Without skipping or changing anything, print all the entries.
*** Records provided ***
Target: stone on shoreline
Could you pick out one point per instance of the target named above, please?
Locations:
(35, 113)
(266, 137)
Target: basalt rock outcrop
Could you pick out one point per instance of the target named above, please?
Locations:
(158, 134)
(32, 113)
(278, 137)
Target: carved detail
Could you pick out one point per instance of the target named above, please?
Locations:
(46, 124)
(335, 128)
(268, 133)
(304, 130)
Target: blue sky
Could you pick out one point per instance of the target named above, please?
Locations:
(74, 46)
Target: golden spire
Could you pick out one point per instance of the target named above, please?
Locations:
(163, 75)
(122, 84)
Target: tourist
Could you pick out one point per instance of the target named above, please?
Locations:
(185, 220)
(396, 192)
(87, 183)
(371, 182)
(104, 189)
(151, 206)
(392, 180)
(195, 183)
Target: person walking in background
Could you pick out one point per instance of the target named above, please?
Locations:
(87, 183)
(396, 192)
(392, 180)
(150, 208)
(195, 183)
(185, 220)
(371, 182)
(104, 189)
*** End of Records provided ***
* **Answer to the exercise**
Target: stone on shoreline
Could you pick out one point per instance of the target named above, please?
Locations:
(35, 113)
(266, 137)
Target: basalt rock outcrop
Could you pick out one point per instance of the target named above, please?
Locations:
(158, 134)
(32, 113)
(278, 137)
Target: carved detail
Could you pick out one point per instance of the target named above, please?
Locations:
(46, 124)
(335, 128)
(268, 133)
(304, 130)
Target: blue sky
Could you pick out one point per instance of the target named above, please?
Locations:
(74, 46)
Target: golden spire
Could you pick out one point per instance of the target named above, please?
Locations:
(163, 75)
(122, 84)
Target: tourist
Could you pick out one point per instance of the target named above, please?
Locations:
(185, 220)
(396, 192)
(87, 183)
(371, 182)
(104, 189)
(151, 206)
(392, 180)
(195, 183)
Target: person walking in background
Could you pick out one point per instance of the target named above, please?
Locations:
(87, 183)
(396, 192)
(392, 180)
(150, 208)
(195, 183)
(185, 220)
(371, 182)
(104, 189)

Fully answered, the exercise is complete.